# Assignment:
Extract, exactly as written, all lines of the material below from the line that includes "In the photograph below, where can the van" through its last line.

Stored data START

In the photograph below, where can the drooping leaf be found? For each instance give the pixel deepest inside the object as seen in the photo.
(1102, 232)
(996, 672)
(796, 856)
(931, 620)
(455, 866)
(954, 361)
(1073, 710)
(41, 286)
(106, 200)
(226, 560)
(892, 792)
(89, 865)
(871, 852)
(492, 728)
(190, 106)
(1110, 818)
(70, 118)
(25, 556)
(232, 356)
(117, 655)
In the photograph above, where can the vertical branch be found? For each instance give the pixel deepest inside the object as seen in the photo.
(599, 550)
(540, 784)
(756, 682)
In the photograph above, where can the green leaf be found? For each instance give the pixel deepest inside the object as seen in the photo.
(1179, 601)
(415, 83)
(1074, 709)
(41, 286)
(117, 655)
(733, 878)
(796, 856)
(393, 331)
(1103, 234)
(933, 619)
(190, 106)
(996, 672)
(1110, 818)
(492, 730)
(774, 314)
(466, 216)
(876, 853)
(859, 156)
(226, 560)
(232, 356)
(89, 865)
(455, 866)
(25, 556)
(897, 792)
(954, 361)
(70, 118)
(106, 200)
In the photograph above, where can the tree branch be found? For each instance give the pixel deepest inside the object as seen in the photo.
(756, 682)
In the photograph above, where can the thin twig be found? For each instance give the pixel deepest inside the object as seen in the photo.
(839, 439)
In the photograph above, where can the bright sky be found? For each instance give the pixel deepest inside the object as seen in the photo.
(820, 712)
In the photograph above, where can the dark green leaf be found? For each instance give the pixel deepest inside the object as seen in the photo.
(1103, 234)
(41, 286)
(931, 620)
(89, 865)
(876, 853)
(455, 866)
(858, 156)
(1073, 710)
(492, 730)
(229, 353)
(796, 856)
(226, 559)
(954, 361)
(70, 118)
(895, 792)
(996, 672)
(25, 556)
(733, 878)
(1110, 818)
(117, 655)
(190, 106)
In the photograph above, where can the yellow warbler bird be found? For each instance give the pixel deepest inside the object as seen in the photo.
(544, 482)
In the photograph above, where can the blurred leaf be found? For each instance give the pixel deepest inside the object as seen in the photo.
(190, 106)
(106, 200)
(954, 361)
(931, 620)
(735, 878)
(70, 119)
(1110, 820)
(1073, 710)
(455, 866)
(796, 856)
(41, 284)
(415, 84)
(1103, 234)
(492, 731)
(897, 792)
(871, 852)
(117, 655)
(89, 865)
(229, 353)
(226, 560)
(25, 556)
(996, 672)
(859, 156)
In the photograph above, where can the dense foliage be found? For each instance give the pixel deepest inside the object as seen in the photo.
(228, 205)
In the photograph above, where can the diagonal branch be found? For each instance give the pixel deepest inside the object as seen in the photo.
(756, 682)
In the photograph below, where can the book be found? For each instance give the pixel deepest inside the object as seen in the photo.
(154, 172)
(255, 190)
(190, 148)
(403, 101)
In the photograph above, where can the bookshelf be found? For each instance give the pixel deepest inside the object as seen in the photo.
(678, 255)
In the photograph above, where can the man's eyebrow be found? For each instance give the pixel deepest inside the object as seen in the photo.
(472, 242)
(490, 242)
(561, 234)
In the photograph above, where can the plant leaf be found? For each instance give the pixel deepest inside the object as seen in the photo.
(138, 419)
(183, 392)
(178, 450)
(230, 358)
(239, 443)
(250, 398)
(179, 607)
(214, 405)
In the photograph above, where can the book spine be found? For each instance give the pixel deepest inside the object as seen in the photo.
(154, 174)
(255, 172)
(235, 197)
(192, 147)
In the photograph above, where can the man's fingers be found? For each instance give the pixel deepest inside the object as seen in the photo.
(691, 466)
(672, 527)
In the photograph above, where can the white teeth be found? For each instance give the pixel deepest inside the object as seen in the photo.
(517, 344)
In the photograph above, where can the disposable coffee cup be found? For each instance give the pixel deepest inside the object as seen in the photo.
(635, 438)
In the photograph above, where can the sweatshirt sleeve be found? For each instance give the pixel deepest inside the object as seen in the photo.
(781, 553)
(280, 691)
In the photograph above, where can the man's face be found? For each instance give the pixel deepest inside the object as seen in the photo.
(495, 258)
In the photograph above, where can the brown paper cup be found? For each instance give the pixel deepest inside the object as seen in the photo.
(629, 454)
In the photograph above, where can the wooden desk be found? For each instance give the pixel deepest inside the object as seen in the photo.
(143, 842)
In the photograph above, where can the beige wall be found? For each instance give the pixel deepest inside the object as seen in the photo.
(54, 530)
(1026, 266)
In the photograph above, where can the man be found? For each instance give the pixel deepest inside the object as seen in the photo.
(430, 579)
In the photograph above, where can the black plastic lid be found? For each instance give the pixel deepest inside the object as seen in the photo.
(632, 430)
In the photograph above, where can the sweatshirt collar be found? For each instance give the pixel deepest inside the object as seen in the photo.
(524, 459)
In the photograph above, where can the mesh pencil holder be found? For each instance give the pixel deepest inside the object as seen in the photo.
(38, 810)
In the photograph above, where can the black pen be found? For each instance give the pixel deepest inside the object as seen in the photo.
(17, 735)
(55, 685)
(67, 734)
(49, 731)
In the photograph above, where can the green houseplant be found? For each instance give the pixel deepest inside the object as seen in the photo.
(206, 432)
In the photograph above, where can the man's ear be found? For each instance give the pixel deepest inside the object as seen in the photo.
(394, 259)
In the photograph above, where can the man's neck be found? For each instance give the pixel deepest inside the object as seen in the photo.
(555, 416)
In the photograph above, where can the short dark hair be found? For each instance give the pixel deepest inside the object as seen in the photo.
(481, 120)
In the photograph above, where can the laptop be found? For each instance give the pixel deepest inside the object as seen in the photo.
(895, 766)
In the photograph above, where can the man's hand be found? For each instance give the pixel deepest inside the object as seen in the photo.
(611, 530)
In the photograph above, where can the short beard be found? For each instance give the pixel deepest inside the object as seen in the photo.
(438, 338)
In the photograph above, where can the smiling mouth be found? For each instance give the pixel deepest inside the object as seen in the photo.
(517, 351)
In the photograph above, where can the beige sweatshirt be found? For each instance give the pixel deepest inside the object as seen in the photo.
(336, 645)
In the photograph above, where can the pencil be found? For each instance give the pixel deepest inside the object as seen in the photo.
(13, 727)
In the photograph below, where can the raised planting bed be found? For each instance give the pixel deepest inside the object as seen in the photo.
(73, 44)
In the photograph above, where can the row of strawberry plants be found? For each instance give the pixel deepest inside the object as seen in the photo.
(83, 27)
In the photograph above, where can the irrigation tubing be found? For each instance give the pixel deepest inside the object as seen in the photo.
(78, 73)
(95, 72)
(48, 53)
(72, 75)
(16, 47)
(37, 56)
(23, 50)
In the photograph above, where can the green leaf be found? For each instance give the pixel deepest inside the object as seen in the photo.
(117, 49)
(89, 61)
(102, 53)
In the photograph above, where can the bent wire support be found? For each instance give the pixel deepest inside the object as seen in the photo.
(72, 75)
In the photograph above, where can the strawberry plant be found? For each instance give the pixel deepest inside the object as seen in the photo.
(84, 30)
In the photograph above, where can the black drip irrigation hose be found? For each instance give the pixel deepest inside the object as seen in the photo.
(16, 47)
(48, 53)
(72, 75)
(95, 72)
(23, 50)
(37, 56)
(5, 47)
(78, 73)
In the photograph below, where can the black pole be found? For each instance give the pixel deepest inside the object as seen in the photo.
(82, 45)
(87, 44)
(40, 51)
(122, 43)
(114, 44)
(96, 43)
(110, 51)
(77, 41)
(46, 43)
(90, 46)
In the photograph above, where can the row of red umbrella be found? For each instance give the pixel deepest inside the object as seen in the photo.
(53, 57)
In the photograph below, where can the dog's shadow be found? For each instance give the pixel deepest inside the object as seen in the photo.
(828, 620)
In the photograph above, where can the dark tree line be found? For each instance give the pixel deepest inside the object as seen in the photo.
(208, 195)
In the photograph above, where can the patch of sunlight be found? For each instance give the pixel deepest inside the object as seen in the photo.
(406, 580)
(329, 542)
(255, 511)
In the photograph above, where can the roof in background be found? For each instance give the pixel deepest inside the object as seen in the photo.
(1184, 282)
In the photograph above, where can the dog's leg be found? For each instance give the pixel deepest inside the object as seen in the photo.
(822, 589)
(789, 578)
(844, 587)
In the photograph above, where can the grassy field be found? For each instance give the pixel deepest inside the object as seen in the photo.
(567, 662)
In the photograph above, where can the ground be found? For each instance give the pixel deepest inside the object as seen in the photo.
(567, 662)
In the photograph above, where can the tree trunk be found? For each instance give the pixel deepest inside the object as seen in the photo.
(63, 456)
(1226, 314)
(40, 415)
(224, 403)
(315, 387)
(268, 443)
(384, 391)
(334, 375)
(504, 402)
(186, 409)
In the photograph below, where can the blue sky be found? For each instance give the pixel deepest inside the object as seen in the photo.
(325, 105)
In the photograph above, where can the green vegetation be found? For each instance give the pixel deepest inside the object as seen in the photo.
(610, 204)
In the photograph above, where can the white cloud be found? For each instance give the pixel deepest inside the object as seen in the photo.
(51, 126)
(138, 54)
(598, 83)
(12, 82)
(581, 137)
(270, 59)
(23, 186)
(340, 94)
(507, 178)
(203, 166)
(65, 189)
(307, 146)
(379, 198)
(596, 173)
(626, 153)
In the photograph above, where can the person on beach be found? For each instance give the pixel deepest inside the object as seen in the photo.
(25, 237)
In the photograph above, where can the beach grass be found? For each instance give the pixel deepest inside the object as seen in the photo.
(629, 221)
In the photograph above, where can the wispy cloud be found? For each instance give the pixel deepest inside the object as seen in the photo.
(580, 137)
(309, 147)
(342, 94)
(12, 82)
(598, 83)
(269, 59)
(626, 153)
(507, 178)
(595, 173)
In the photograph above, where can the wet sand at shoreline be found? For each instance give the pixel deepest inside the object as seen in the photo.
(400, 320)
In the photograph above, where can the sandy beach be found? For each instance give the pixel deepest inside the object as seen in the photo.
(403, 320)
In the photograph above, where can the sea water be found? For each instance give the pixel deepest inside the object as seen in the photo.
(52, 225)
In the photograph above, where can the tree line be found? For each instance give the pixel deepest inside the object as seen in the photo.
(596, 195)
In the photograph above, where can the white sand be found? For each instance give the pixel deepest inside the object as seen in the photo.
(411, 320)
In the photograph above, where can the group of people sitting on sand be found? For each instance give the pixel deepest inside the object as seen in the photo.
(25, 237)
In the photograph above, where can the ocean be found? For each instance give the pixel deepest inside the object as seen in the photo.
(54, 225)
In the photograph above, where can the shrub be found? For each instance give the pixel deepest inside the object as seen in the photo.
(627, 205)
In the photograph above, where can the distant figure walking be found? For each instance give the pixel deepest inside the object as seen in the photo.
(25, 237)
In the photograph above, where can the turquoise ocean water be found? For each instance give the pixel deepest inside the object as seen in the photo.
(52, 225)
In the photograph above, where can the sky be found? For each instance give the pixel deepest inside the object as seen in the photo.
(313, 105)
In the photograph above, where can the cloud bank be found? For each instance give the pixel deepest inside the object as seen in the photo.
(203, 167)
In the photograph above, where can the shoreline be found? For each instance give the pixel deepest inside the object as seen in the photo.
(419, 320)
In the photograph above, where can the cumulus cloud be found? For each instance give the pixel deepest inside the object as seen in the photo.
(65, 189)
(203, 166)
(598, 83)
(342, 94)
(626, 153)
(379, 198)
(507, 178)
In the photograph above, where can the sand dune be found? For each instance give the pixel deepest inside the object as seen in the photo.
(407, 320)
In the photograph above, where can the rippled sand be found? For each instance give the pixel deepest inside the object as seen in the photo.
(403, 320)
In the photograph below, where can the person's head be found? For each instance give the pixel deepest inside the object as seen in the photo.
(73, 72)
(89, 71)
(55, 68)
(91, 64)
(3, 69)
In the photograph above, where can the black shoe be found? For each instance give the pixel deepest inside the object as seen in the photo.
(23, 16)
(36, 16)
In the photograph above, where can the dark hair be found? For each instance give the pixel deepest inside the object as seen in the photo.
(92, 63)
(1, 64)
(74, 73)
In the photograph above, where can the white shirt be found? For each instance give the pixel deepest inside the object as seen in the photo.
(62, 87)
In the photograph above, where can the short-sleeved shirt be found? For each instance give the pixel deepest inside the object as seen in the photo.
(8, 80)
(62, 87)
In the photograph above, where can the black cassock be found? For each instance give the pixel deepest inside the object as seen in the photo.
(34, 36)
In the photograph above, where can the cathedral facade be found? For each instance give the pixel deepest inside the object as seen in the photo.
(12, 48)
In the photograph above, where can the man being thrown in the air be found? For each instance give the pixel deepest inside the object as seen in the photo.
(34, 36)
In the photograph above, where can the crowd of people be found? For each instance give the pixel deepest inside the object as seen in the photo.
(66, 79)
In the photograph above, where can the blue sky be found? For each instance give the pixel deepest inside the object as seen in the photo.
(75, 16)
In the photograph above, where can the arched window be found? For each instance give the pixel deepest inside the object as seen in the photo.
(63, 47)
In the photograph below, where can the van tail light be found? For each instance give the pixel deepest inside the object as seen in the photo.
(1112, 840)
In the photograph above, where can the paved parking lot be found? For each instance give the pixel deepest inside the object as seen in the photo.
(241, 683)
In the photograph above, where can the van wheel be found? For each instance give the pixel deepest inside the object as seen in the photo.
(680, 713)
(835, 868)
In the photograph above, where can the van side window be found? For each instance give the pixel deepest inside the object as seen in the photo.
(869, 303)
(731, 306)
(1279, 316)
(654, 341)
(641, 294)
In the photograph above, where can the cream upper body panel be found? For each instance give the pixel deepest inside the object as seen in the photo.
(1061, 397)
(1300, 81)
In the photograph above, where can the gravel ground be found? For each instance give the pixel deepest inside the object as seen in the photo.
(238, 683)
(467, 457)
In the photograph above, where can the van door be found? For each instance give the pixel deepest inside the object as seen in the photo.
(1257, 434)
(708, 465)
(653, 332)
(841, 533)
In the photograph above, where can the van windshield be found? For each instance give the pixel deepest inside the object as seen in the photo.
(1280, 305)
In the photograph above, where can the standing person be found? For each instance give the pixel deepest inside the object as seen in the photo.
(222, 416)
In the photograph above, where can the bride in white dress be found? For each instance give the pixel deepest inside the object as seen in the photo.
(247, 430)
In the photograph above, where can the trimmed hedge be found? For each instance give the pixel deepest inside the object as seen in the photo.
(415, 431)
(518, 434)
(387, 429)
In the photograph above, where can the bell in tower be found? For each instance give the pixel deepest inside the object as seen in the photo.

Stored data END

# Response area:
In the photograph below, where can the van tail light be found? For each instance give the pixel deepest inside the object as seen in the photo.
(1112, 840)
In the photograph above, where can the paved parking lot be found? For each instance give the pixel deepest inside the object as seen in the photo.
(241, 683)
In the photograph above, where can the van wheel be found? For each instance give the pixel deepest inside the object as seen in the photo.
(680, 713)
(835, 868)
In the photograph above, where can the van side window be found? For each instance give the pixel deepest inside the object as seen in the photo.
(869, 303)
(731, 306)
(1279, 316)
(654, 341)
(641, 294)
In the photograph above, where can the cream upper body panel be found? For each instance give the pixel deepest inside the object as seen in the photo.
(1061, 397)
(1300, 81)
In the photograph above, where can the gravel ground be found? For each instance give the pixel deepest inside the object as seen in the photo.
(238, 683)
(467, 457)
In the photograph above, where can the van door be found? For each instance give the pixel deepest inside the object as seen in the photo.
(1257, 434)
(708, 465)
(653, 332)
(841, 533)
In the photograph above, where can the van windshield be found? For each instance give the pixel deepest inside the object as seen in the photo.
(1280, 305)
In the photograph above, where can the standing person be found? For each instance give the pixel deepest inside the object as seen in the photo.
(222, 416)
In the photograph above, where can the bride in white dress be found? For each instance give the pixel deepest inside the object as seen in the photo.
(247, 430)
In the photograph above, where can the trimmed hedge be found? For each instance give the pixel deepest inside the object as seen in the photo.
(415, 431)
(518, 434)
(387, 429)
In the photograph above, where can the bell in tower be found? For each instance give the pixel deepest inside the object as seen in the photo.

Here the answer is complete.